=== Begin Enclosure ===
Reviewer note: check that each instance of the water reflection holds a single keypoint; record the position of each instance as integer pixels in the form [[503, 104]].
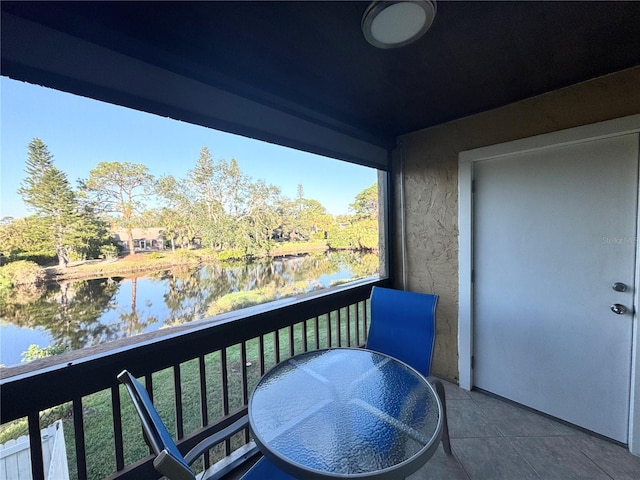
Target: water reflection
[[84, 313]]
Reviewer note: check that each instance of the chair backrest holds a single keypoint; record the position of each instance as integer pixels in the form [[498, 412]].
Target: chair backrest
[[169, 461], [403, 326]]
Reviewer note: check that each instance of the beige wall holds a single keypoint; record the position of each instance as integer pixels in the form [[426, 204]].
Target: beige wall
[[430, 164]]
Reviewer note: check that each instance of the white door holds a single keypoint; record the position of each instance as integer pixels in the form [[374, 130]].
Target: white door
[[554, 229]]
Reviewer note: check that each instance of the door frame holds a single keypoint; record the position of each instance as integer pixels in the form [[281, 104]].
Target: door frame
[[466, 159]]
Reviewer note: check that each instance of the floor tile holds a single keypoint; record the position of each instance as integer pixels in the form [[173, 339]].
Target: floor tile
[[617, 461], [466, 420], [557, 458], [492, 459], [441, 467], [514, 421]]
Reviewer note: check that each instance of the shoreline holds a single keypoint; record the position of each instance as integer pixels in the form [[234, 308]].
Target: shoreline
[[141, 262]]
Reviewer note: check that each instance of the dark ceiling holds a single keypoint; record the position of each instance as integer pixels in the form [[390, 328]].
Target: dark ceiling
[[313, 56]]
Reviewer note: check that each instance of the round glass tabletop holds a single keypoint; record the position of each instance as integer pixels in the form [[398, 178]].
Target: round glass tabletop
[[345, 413]]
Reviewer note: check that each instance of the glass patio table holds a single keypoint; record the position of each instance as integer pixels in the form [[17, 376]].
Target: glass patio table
[[345, 413]]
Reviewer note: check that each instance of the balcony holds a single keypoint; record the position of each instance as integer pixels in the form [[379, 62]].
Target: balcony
[[209, 369], [487, 73]]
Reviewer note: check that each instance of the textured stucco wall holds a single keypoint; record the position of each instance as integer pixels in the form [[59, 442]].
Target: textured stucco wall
[[426, 166]]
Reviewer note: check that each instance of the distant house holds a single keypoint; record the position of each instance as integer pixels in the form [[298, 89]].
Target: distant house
[[144, 239]]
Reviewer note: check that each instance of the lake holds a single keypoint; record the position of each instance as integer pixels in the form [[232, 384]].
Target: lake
[[79, 314]]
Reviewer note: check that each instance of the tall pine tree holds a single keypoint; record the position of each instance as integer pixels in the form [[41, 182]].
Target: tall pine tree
[[46, 189]]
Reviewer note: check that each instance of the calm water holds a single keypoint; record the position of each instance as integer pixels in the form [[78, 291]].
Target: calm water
[[83, 313]]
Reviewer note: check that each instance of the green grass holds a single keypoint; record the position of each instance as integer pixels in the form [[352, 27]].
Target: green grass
[[97, 411]]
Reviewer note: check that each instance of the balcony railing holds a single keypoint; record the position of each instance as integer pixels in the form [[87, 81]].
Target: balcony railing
[[202, 375]]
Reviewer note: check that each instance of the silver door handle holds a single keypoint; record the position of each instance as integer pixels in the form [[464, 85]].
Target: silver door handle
[[618, 309]]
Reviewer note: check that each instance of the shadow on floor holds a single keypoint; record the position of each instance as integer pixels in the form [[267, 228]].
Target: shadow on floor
[[496, 440]]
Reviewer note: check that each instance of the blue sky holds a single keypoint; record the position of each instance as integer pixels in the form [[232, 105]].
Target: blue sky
[[81, 132]]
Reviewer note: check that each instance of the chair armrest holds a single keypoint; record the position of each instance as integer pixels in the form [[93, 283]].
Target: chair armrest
[[209, 442]]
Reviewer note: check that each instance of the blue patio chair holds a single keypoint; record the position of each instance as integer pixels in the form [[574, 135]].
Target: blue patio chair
[[403, 325], [170, 462]]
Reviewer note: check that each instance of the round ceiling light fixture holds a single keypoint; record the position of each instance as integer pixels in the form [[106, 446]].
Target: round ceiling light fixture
[[399, 23]]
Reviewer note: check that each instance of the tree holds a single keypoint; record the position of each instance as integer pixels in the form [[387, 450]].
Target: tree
[[365, 204], [121, 188], [46, 189]]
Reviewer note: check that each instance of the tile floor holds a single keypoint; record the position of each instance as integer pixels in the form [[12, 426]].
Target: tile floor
[[495, 440]]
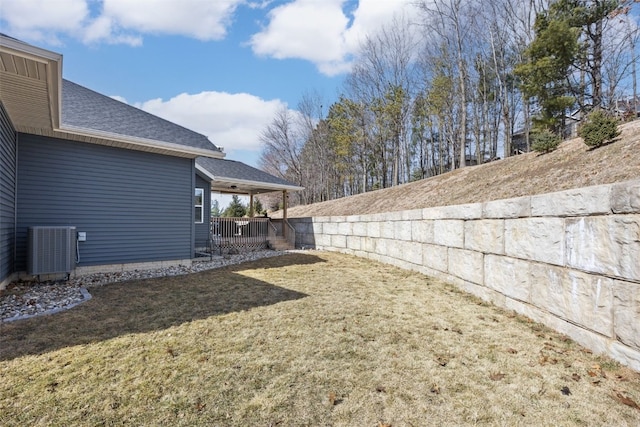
=== End Enclosure ===
### [What this task involves]
Write out exactly, please, the lines that start at the one containing "Target: tree" and run through the final line of the entries, both included, leaving pictures out.

### [Output of the exercise]
Target: tree
[[365, 204], [121, 188], [46, 189]]
Reviewer note: check that each instance of the tile floor holds a single keypoint; record the position of each instance as integer pixels in the form [[12, 426]].
Target: tile floor
[[495, 440]]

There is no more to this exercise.